_Ausgangstext_:

------------------------------------------------

Tschinktara bumm, tschinktara ta bumm! Immer größer wurde der Zug. Vorauf die Jugend, die ja nicht fehlt, wenn im Dorf ein Umzug ist. Dahinter schwenkte das Hampitts Liß die Weiberfahne, stolz wie eine Amazone. Ihr folgte die Dorfkapelle, und dahinter schritten die besseren Hälften in gewisser Ordnung. Vor jedem Hause, in der eine junge Frau wohnte, die seit dem letzten Fastnacht vermeiert und unter die Haube gekommen ist, wird Halt gemacht. Die junge Frau wird herausgerufen, tritt ein in die Reihen und zieht mit, im Arm einen mächtigen Henkelkorb. So wird jede junge Frau abgeholt. Das dauert recht lange, wenn in einem Jahre viele Eheschließungen stattgefunden haben.

Der Zug geht zum Tanzsaal. Dort liegt das Fässchen mit dem edlen Saft und harrt der Zecherinnen. Daneben der Franz, der Flurschütz, angetan mit der blauen Schürze. Den Zapfen schlägt er ein. Streicht sich den langen Bart und probiert mit Kennermiene den Rieslingtee.

------------------------------------------------

_Datenteil_:
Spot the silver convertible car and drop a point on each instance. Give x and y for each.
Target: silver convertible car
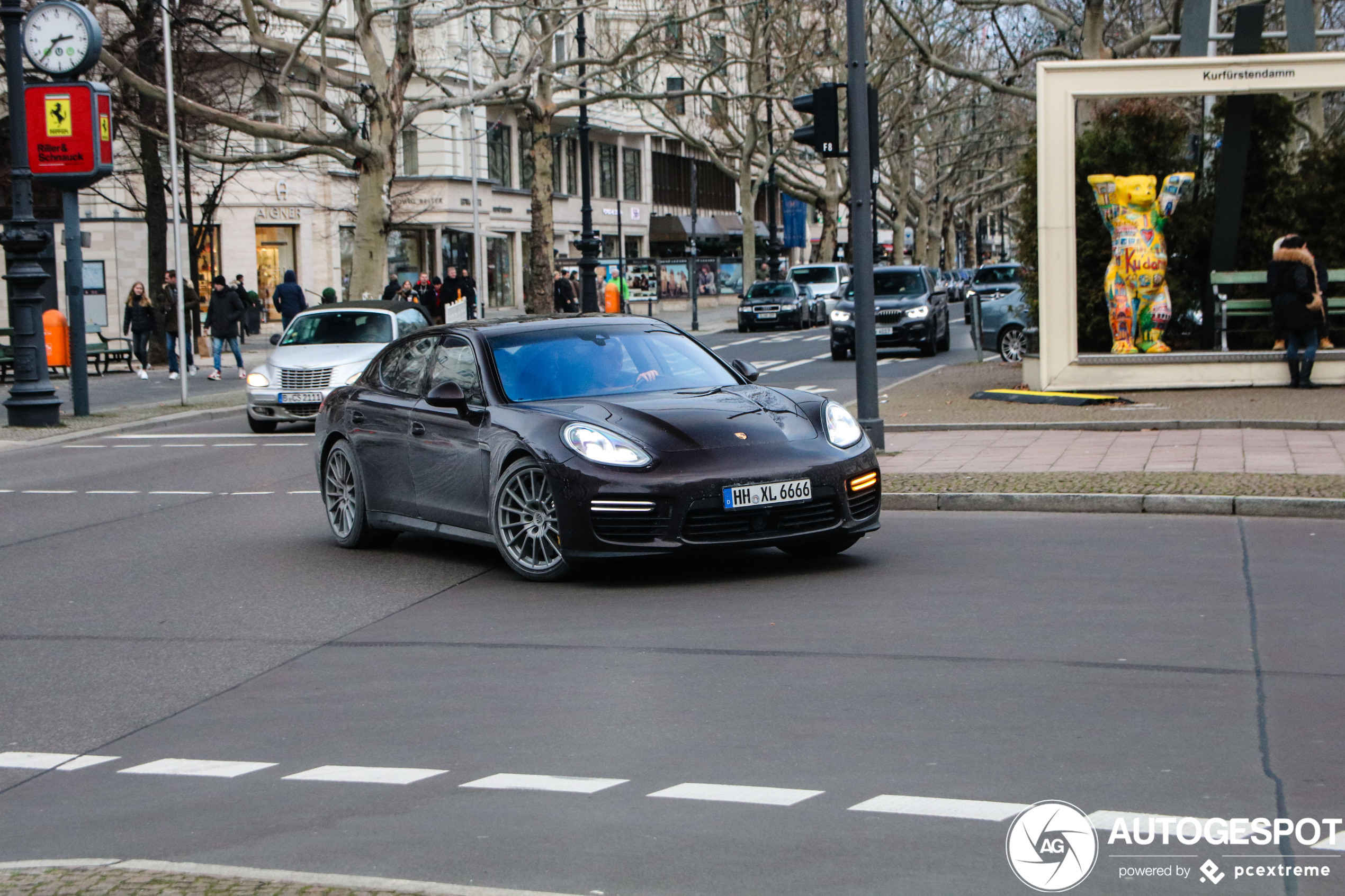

------------------------------------------------

_Aufgabe A_: Nenne in der Reihenfolge des Textes über den Fastnachtsumzug alle Teilnehmer oder Gruppen, aus denen sich der Zug zusammensetzt, bevor die jungen Frauen abgeholt werden.
_Aufgabe B_: Gib den Text über den Fastnachtsumzug von "Der Zug geht" bis einschließlich "Kennermiene den Rieslingtee." wieder und ersetze dabei "Fässchen" durch "Fass".
_Aufgabe C_: Schreib den Text über den Fastnachtsumzug nach seinem letzten Satz weiter.

_Ausgabe A_:
die Jugend
das Hampitts Liß mit der Weiberfahne
die Dorfkapelle
die besseren Hälften

_Ausgabe B_:
Der Zug geht zum Tanzsaal. Dort liegt das Fass mit dem edlen Saft und harrt der Zecherinnen. Daneben der Franz, der Flurschütz, angetan mit der blauen Schürze. Den Zapfen schlägt er ein. Streicht sich den langen Bart und probiert mit Kennermiene den Rieslingtee.

_Ausgabe C_:
Während das Liß die Fahne durch ein Fenster steckt, nehmen die anderen Frauen Platz, jede an ihrem Tisch, denn in sechs Tische ist der Ort eingeteilt. Vorn nimmt die Mariann in komisch ernsthafter Pose Aufstellung, mit der rechten einen mächtigen Hausschlüssel schwingend. Neben sie pflanzt sich die Gritt mit Palmbüschel und Wasser auf. Jede junge Frau tritt vor die Mariann, die ihr mit dem Schlüssel auf den Kopf tupft, als Zeichen dafür, dass sie im Hause dasselbe Recht hat wie der Mann. Hierauf taucht die Gritt den Wedel in das Wasser und besprengt sie damit. Nun ist die junge Frau vollwertig den älteren und hat ein Anrecht, in jedem Jahre an Umzug und Gelage teilzunehmen.

Als die Ammi, eine stille, anmutige junge Frau, an die Reihe kommt und den Blondkopf zum Schlüsselschlag neigt, blitzt es auf in Marianns Augen. Ammi hatte nach ihrer Meinung ihrer Jüngsten den Schatz weggeschnappt. Nun soll die „wat extras“ haben. Fest tupft sie auf den Scheitel, sodass sich der Blondkopf duckt vor Schmerz. Doch niemand wagt eine Einwendung, zu sehr fürchtet man Marianns scharfe, rücksichtslose Beredsamkeit.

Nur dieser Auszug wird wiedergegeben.